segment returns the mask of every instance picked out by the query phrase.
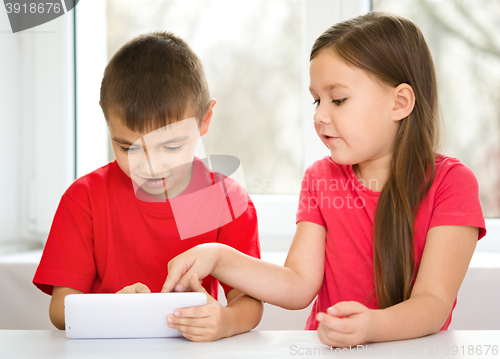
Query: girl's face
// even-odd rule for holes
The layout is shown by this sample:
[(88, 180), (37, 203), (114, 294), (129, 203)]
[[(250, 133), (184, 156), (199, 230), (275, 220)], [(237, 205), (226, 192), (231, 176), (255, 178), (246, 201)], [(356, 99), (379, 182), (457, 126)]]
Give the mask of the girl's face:
[(332, 160), (351, 165), (388, 163), (399, 126), (393, 118), (396, 89), (329, 49), (311, 61), (310, 77), (314, 127)]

--

§ Exercise instructions: Reproduce every line above exactly, pictures excluded.

§ Answer below:
segment returns the mask of every instance picked out by the query phrase.
Query: girl's face
// even-odd rule for holes
The layout is shown by this sample:
[(88, 180), (37, 203), (114, 294), (129, 203)]
[[(250, 133), (184, 156), (199, 230), (275, 220)], [(237, 205), (226, 192), (231, 176), (255, 178), (246, 201)], [(356, 99), (379, 182), (457, 126)]]
Give the mask of the girl's face:
[(332, 160), (351, 165), (388, 163), (399, 126), (393, 118), (396, 89), (329, 49), (311, 61), (310, 77), (314, 127)]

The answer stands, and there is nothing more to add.